> _Exercise prompt_
Output exactly, please, the lines of the records below from the one containing "If you could locate the green fern" through the final line.

Start Dataset excerpts

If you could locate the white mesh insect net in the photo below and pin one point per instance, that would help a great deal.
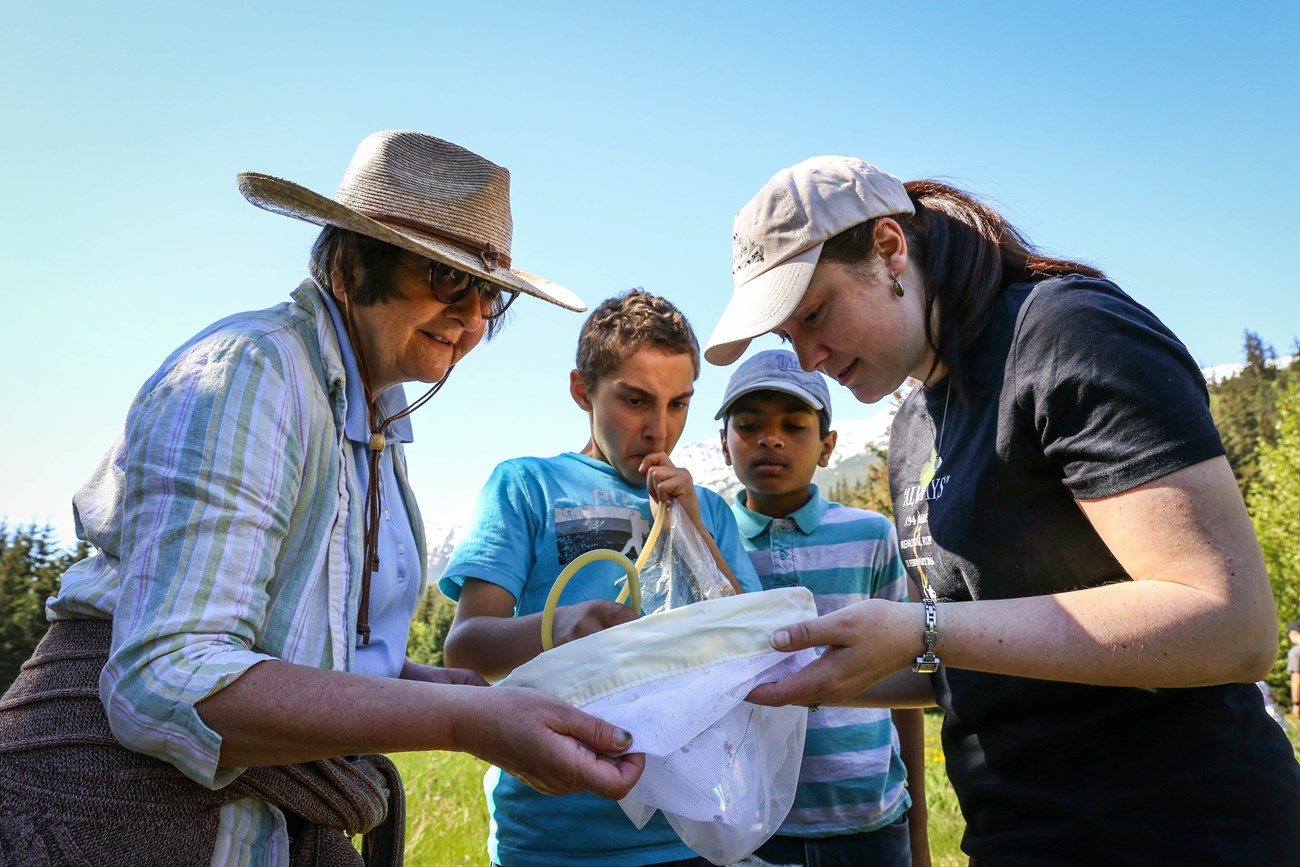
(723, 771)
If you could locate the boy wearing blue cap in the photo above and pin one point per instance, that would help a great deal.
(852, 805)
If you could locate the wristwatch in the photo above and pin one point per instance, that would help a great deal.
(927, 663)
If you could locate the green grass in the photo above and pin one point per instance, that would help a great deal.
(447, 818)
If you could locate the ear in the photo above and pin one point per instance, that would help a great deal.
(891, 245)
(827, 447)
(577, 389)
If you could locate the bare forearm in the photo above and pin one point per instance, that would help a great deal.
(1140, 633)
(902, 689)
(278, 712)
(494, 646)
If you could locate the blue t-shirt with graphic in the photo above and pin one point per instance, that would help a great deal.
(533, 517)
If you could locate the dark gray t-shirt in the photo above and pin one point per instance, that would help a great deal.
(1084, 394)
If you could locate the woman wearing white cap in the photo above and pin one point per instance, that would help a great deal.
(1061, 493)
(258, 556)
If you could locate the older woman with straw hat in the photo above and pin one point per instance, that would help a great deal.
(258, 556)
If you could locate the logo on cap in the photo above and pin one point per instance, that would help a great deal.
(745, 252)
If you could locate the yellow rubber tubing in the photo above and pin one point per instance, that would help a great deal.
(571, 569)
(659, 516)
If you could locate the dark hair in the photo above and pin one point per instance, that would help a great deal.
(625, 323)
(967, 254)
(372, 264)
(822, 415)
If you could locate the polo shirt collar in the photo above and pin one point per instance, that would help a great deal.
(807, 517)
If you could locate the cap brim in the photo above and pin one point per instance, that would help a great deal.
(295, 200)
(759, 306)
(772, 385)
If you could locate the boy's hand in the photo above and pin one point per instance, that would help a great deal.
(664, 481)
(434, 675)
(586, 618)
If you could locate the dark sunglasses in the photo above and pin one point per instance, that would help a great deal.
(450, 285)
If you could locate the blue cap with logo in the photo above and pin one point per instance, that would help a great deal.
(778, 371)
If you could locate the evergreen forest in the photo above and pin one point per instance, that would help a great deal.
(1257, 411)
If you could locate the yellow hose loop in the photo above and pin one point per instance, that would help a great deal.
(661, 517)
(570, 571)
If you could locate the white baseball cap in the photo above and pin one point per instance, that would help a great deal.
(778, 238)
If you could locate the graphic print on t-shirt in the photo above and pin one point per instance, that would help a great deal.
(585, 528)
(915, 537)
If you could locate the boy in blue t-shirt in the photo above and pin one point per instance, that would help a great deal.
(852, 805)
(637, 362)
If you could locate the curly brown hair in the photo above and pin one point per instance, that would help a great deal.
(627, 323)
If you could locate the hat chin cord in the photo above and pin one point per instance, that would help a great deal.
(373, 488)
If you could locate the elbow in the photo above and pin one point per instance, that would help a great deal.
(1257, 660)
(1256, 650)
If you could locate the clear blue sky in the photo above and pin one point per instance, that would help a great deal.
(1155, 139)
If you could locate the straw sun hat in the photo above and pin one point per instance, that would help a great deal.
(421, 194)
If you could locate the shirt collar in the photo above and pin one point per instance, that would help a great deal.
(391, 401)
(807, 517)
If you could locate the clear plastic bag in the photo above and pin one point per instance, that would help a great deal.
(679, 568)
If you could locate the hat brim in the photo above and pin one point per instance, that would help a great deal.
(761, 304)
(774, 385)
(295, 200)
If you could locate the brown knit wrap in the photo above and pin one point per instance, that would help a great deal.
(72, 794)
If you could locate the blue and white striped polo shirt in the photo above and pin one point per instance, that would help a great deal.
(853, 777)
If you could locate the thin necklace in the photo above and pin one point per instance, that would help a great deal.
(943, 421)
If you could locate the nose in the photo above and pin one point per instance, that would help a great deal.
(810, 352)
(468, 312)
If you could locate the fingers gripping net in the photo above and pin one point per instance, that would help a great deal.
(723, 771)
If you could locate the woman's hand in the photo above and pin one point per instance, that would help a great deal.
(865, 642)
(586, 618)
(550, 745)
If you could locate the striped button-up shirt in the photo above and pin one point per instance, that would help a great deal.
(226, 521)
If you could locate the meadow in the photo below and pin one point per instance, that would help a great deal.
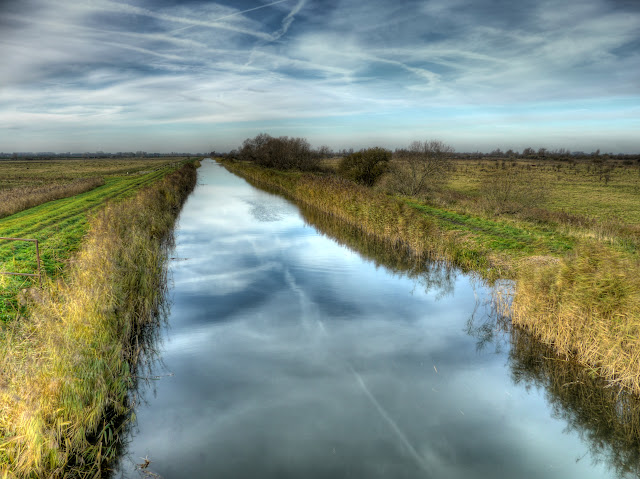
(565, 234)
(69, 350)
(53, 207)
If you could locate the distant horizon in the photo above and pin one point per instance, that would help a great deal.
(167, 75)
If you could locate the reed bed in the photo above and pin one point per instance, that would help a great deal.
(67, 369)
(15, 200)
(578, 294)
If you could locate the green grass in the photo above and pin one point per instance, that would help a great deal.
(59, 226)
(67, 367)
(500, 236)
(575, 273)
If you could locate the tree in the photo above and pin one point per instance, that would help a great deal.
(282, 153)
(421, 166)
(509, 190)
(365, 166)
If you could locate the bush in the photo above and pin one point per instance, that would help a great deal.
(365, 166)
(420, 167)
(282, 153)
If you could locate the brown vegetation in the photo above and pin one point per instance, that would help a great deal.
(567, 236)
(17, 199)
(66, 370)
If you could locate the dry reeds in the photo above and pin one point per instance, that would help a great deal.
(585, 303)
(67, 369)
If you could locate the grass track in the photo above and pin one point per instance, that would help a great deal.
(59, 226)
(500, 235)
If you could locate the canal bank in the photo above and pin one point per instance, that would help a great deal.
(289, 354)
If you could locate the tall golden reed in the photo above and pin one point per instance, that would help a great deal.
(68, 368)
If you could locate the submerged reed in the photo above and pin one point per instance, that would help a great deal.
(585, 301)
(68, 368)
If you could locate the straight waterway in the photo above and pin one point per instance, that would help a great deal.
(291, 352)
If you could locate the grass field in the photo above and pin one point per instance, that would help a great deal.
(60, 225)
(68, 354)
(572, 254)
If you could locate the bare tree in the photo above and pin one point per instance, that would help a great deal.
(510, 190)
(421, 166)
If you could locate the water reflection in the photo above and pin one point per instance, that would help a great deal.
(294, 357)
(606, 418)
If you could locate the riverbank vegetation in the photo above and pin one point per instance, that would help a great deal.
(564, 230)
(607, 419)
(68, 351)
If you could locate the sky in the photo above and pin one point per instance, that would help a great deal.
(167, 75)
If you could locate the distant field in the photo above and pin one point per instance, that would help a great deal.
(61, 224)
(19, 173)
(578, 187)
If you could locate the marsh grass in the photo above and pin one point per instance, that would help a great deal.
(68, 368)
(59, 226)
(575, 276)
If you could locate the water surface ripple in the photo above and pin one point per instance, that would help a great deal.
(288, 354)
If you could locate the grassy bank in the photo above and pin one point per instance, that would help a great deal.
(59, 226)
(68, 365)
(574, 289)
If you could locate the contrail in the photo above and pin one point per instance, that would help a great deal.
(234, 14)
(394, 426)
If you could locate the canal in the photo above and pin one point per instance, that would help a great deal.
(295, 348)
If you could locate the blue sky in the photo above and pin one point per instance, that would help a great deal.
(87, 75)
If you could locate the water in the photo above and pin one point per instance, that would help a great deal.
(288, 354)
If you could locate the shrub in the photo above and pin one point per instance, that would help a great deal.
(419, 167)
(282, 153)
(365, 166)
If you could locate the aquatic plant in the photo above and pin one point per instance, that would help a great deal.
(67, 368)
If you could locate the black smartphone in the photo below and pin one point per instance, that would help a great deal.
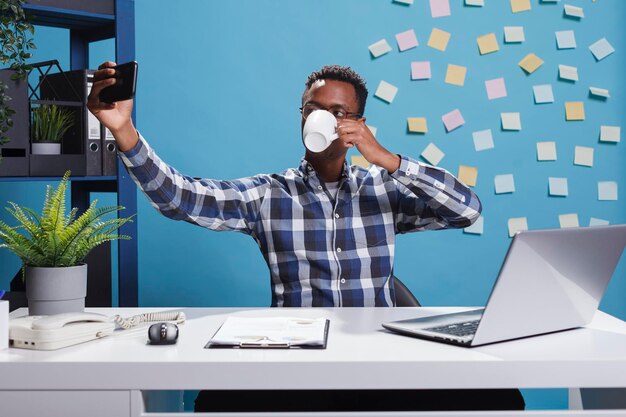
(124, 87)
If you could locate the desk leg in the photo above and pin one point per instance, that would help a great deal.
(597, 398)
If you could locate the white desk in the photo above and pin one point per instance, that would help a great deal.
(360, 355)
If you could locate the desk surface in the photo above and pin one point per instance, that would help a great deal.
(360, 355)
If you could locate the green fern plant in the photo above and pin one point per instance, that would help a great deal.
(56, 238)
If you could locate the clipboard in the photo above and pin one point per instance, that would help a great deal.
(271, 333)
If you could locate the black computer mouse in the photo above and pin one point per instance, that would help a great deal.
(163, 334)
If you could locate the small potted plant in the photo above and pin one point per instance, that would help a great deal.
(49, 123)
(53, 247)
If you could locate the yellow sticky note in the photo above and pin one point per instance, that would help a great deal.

End Dataset excerpts

> _Finished answer_
If you could locate the green fern plant in the photo above and pin one point per instance, that would help a great deal.
(56, 238)
If you could locate the clipboard in the photo above and pin one point per instance, that would help a great deal.
(271, 333)
If you could locate the black computer mouse in the photo above and pin one point per instance, that would help a great deal.
(163, 334)
If you could locate the small potted plant in the photo above and pin one point per instance, that would help a great deal.
(49, 123)
(53, 247)
If you could locate the yellow sticky note in the photo above and pin one point per instance, that would help a great deal.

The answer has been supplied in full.